# start of INFORMATION SUPPLIED

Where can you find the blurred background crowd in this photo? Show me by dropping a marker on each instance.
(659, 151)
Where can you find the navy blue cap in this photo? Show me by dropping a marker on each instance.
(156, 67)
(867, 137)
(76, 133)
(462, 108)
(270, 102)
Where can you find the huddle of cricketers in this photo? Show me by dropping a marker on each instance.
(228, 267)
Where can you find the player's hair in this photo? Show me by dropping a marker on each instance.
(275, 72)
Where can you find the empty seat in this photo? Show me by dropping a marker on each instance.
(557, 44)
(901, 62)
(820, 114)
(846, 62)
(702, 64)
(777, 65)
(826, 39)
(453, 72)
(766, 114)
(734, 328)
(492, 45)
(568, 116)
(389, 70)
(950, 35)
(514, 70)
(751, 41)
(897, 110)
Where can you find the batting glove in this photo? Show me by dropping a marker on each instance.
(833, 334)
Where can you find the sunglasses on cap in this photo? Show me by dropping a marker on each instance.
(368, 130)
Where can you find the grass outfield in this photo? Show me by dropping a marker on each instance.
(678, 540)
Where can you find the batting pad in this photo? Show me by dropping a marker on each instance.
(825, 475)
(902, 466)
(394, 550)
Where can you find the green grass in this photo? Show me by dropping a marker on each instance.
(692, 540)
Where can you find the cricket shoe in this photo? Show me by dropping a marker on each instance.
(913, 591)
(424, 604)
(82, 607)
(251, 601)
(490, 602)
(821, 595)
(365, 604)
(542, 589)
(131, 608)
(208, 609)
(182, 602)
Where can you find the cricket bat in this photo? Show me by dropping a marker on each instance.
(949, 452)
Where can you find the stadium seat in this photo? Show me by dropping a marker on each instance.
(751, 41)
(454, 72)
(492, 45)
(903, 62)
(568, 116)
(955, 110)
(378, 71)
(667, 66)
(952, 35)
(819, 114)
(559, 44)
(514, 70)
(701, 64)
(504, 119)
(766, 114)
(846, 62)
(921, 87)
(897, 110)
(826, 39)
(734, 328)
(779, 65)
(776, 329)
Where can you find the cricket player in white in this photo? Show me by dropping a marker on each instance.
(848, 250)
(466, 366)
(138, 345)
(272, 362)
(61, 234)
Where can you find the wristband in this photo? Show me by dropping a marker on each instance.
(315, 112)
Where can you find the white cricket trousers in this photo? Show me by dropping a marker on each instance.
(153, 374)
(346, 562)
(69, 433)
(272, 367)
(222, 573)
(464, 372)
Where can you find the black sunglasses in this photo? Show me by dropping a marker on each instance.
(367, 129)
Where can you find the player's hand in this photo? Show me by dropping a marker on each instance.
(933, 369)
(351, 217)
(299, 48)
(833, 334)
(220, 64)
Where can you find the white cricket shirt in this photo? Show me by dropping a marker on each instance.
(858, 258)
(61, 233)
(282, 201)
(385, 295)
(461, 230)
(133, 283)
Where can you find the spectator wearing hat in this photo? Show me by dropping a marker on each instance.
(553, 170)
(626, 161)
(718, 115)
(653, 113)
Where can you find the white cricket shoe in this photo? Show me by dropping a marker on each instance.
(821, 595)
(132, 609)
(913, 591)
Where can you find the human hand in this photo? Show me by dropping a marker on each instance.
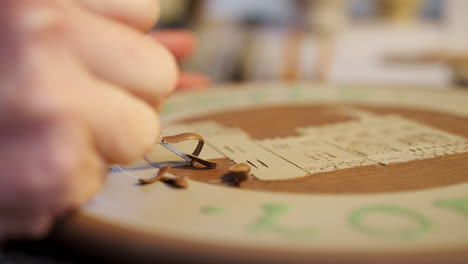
(79, 82)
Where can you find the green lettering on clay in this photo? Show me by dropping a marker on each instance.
(269, 222)
(458, 205)
(420, 223)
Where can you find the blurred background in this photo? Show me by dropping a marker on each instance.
(409, 43)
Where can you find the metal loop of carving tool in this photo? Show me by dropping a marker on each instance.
(192, 158)
(184, 137)
(206, 163)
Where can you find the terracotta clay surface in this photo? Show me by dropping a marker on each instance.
(275, 121)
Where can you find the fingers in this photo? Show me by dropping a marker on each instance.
(181, 43)
(141, 14)
(124, 57)
(124, 127)
(193, 81)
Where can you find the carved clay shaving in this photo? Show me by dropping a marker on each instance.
(161, 176)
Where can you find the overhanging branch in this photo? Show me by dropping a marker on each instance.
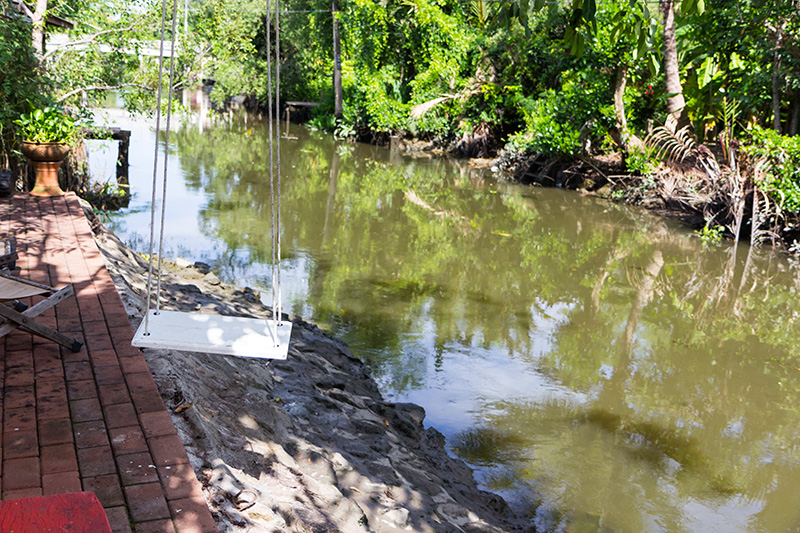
(102, 88)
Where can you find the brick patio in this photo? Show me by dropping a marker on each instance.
(92, 420)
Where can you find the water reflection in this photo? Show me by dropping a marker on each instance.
(602, 369)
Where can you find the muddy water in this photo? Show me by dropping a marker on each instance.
(598, 366)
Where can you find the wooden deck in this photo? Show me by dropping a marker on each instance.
(92, 420)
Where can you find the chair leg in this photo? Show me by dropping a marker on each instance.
(26, 323)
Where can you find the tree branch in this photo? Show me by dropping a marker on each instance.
(102, 88)
(88, 40)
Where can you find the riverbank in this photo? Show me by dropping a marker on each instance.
(306, 444)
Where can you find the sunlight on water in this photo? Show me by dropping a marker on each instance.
(599, 367)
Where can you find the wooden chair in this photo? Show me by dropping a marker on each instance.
(8, 259)
(15, 314)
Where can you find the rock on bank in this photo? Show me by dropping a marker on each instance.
(307, 444)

# end of INFORMATION SUPPLIED

## INSTRUCTIONS FOR THE TASK
Copy exactly, and only, the lines from the one containing "Where can you find the muddy" through the last line of the listing.

## SOLVED EXERCISE
Where can you find the muddy water in this photo? Show me by dropping a marker on each instance.
(598, 366)
Where can you find the wooden deck in this photo? Show me by dropping a marker on each instance.
(92, 420)
Where can you find the chair leg in this photo? Show me by dropping a marker on each instance.
(26, 323)
Where can you find the tree branch in this photo? Show me by dropping a marker on each instance.
(102, 88)
(88, 40)
Where can you find the riverbank in this photo? Show me by dropping a marker on each instance.
(306, 444)
Where can you find the sunlight on water in this photo? Show me by dropping a marker on each instance.
(599, 367)
Where can you find the wooden chair in this photo? Show me by dropping a marker on each instance.
(8, 259)
(15, 314)
Where can you find the rock on bank in this photo? Show me by dropping a marker on each instance.
(307, 444)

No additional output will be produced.